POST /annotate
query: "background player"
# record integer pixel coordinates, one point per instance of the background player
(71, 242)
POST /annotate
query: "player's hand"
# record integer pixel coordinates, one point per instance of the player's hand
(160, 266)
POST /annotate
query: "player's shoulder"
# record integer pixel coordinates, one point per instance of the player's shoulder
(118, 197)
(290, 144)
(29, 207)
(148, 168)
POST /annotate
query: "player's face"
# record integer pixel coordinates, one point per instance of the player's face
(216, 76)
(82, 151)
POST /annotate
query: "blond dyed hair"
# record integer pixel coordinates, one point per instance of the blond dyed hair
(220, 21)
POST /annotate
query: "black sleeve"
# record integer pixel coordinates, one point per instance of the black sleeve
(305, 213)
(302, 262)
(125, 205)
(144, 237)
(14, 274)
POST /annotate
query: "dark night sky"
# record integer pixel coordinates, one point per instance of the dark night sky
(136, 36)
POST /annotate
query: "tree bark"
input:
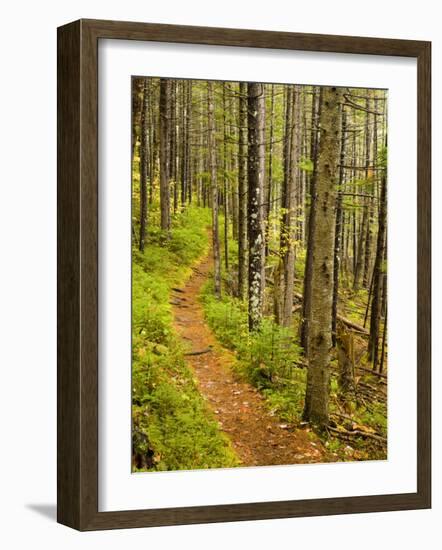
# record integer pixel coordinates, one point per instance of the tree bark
(318, 377)
(242, 194)
(214, 187)
(377, 277)
(338, 229)
(255, 188)
(164, 155)
(144, 162)
(307, 290)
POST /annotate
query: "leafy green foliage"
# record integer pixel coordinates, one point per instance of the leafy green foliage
(172, 426)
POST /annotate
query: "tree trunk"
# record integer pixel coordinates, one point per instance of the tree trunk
(378, 276)
(226, 184)
(318, 377)
(214, 186)
(242, 194)
(164, 155)
(144, 162)
(255, 187)
(307, 291)
(338, 229)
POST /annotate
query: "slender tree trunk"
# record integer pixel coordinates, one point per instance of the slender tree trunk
(188, 144)
(144, 161)
(318, 376)
(262, 174)
(255, 187)
(242, 194)
(214, 185)
(269, 187)
(307, 289)
(362, 252)
(338, 229)
(226, 184)
(164, 155)
(377, 277)
(288, 222)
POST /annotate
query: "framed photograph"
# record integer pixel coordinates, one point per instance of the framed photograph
(243, 274)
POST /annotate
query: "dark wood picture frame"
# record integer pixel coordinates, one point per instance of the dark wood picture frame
(77, 227)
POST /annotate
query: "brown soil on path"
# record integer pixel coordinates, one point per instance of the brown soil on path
(258, 437)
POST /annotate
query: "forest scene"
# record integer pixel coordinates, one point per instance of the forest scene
(259, 274)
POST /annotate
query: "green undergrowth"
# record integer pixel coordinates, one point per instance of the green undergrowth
(173, 428)
(270, 358)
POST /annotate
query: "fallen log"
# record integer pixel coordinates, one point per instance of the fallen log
(200, 352)
(347, 322)
(371, 371)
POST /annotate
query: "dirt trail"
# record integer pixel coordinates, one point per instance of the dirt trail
(257, 436)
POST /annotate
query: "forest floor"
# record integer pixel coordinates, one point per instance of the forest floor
(258, 437)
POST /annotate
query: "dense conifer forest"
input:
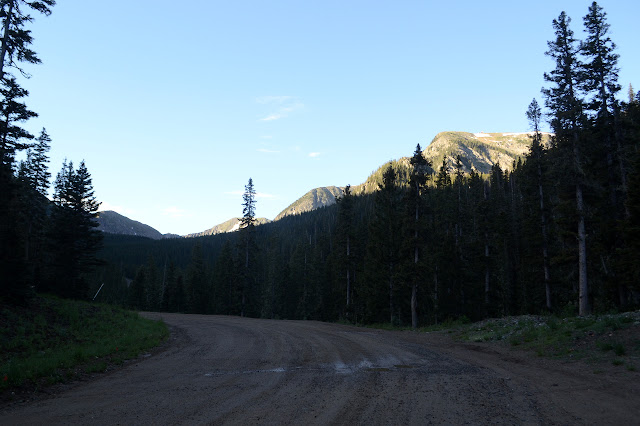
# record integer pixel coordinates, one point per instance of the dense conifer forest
(559, 232)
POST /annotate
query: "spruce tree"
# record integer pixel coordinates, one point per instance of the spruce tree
(536, 158)
(566, 106)
(383, 250)
(345, 239)
(247, 234)
(73, 236)
(415, 205)
(15, 41)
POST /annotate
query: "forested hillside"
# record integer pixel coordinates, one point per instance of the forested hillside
(114, 223)
(421, 242)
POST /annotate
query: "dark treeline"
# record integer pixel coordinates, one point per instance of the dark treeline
(558, 232)
(45, 245)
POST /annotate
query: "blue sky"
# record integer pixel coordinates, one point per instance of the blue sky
(175, 105)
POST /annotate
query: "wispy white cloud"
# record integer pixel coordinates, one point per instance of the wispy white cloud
(281, 106)
(264, 195)
(175, 212)
(272, 117)
(273, 99)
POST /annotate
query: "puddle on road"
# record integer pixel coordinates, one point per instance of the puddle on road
(338, 367)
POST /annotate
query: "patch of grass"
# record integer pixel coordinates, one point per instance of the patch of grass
(53, 339)
(593, 338)
(619, 349)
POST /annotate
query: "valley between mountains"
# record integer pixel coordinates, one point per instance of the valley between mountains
(477, 151)
(232, 370)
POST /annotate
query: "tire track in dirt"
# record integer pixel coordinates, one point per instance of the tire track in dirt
(230, 370)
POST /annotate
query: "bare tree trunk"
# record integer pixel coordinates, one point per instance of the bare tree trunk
(348, 274)
(583, 287)
(414, 306)
(545, 243)
(486, 256)
(391, 293)
(414, 288)
(435, 295)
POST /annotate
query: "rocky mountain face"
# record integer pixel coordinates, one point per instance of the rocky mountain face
(114, 223)
(477, 151)
(316, 198)
(230, 225)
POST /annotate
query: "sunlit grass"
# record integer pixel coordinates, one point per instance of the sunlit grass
(54, 339)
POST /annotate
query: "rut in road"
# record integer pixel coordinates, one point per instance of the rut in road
(230, 370)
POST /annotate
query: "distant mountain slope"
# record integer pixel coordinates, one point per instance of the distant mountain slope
(230, 225)
(316, 198)
(115, 223)
(478, 151)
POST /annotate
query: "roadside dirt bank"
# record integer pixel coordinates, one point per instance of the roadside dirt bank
(230, 370)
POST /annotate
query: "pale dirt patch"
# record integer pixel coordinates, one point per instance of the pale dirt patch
(230, 370)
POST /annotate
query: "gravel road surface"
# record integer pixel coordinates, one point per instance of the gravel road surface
(230, 370)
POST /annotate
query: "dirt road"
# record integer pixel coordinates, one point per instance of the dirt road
(229, 370)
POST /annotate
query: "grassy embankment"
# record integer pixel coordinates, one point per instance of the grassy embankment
(596, 339)
(53, 340)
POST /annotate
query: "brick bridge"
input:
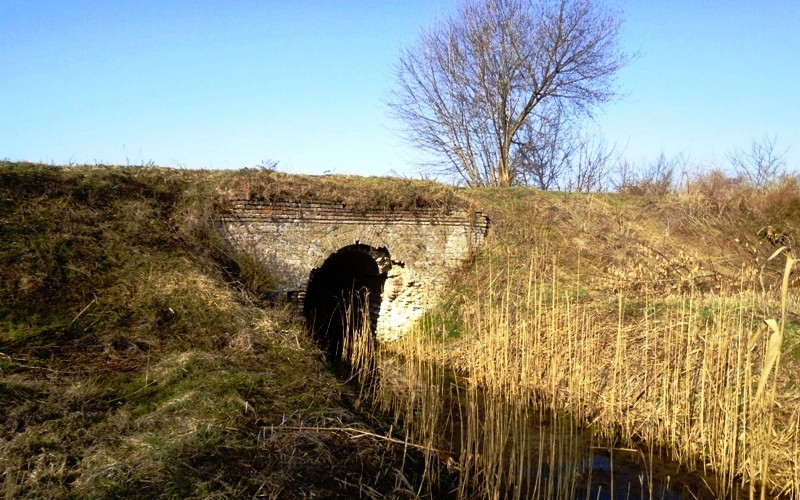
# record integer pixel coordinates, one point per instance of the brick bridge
(320, 250)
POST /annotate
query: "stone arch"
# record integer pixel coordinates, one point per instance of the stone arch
(350, 279)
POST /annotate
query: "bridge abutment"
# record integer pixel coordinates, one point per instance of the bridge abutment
(416, 251)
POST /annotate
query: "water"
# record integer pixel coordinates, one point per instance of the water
(509, 449)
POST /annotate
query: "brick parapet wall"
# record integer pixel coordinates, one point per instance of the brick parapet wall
(425, 247)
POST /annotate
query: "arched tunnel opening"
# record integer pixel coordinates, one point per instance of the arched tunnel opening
(343, 294)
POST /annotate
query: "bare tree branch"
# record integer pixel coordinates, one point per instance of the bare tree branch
(493, 90)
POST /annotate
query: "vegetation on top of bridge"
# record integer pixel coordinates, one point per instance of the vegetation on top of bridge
(130, 365)
(360, 194)
(137, 359)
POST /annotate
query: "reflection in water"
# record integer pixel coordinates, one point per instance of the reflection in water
(507, 449)
(503, 446)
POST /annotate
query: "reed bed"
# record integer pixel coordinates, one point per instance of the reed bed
(697, 376)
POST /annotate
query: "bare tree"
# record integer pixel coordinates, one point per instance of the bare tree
(483, 89)
(760, 166)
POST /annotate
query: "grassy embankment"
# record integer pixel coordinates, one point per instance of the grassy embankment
(131, 365)
(138, 357)
(671, 320)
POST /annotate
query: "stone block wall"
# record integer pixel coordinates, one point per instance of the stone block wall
(425, 247)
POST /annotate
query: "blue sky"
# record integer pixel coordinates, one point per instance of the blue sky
(230, 84)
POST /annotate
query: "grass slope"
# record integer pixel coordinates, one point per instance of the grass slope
(136, 358)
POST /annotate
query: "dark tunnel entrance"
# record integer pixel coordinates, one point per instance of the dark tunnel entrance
(344, 293)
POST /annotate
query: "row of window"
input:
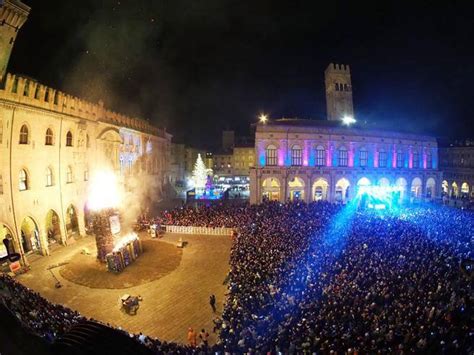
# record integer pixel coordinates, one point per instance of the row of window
(271, 158)
(49, 137)
(24, 179)
(342, 87)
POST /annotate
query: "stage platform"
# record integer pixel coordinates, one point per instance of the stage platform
(171, 303)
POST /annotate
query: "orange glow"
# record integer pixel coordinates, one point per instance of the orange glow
(103, 191)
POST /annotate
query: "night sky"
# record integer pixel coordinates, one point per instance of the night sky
(197, 67)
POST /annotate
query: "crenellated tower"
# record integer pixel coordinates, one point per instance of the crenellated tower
(13, 14)
(338, 92)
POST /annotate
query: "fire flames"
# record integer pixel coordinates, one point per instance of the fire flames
(103, 191)
(124, 241)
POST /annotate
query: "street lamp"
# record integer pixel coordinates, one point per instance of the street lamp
(348, 120)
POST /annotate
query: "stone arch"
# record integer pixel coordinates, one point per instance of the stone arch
(49, 136)
(24, 134)
(69, 139)
(455, 189)
(53, 227)
(109, 142)
(6, 232)
(430, 187)
(342, 190)
(384, 182)
(296, 187)
(24, 179)
(320, 190)
(416, 188)
(296, 155)
(271, 189)
(401, 185)
(72, 221)
(271, 155)
(30, 235)
(445, 187)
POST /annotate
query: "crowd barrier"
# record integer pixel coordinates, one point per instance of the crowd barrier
(199, 230)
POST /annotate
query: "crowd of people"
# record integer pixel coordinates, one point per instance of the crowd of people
(331, 279)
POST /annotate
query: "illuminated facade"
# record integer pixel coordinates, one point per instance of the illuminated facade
(50, 143)
(323, 160)
(457, 165)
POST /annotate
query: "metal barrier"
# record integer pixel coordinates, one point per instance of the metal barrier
(199, 230)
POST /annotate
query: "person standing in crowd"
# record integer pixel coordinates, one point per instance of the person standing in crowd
(204, 336)
(212, 302)
(191, 337)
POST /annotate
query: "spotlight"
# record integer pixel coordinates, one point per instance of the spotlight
(348, 120)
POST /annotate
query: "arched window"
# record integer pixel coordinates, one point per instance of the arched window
(49, 177)
(271, 156)
(296, 155)
(26, 89)
(320, 156)
(69, 175)
(49, 137)
(343, 156)
(399, 158)
(23, 180)
(69, 139)
(382, 158)
(24, 134)
(429, 160)
(363, 157)
(416, 159)
(37, 92)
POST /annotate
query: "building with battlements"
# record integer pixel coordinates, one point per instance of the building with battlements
(52, 142)
(456, 160)
(315, 160)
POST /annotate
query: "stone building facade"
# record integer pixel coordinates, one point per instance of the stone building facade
(457, 164)
(338, 84)
(51, 143)
(323, 160)
(314, 160)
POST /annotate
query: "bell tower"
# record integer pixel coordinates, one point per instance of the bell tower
(337, 78)
(13, 14)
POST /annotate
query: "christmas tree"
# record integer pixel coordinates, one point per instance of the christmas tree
(199, 173)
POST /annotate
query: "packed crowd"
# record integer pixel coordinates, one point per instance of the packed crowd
(331, 279)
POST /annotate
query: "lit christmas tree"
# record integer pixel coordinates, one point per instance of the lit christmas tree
(199, 174)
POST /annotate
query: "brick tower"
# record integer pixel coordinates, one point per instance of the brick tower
(13, 14)
(338, 92)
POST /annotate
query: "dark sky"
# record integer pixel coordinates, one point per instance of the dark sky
(197, 67)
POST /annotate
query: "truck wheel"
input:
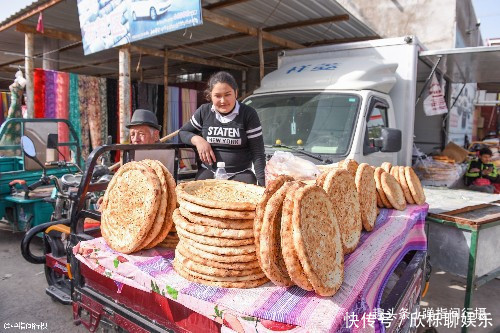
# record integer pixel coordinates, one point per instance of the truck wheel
(152, 14)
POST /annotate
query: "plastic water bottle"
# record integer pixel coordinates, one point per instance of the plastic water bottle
(221, 173)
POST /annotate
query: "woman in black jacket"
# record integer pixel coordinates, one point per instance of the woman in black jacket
(226, 131)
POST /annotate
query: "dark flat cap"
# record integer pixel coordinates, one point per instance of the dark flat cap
(144, 117)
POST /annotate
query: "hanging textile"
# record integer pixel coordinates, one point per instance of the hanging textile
(50, 94)
(186, 106)
(2, 116)
(83, 87)
(39, 97)
(62, 112)
(74, 108)
(94, 111)
(103, 108)
(12, 135)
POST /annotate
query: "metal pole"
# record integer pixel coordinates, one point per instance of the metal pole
(429, 78)
(124, 93)
(471, 272)
(29, 41)
(166, 114)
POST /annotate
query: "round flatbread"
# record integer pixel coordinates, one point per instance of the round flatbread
(271, 188)
(216, 264)
(387, 166)
(321, 178)
(404, 185)
(130, 206)
(168, 223)
(224, 284)
(380, 191)
(212, 271)
(214, 241)
(219, 258)
(341, 189)
(379, 201)
(365, 184)
(350, 165)
(172, 244)
(207, 277)
(215, 222)
(221, 194)
(317, 240)
(393, 191)
(216, 212)
(221, 250)
(160, 216)
(292, 262)
(416, 189)
(271, 259)
(211, 231)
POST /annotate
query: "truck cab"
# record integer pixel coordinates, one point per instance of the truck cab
(351, 101)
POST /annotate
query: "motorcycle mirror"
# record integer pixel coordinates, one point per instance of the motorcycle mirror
(29, 150)
(52, 141)
(28, 146)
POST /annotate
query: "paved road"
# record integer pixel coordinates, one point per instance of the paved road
(22, 291)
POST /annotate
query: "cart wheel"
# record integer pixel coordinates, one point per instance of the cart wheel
(54, 244)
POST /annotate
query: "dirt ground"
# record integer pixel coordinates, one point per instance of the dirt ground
(22, 291)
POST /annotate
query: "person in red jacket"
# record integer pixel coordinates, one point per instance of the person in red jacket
(481, 174)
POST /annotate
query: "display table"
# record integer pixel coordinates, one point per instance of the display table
(464, 242)
(247, 310)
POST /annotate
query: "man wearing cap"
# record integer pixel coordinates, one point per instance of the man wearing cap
(144, 128)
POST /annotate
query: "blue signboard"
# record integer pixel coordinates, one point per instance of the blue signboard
(109, 23)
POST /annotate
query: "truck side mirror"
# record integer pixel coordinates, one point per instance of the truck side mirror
(29, 150)
(389, 141)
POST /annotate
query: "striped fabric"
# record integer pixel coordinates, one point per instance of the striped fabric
(365, 274)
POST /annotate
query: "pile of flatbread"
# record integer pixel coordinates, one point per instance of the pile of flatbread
(214, 223)
(298, 238)
(171, 240)
(397, 186)
(137, 206)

··········

Problem to solve: The lines from the one containing "the pile of flatbread" through the end of the data are to be copied exactly, the first and last of them included.

Output for this exercise:
# record integer pixel coordinates, one point per instance of the pile of flatbread
(214, 223)
(298, 238)
(171, 240)
(397, 186)
(137, 206)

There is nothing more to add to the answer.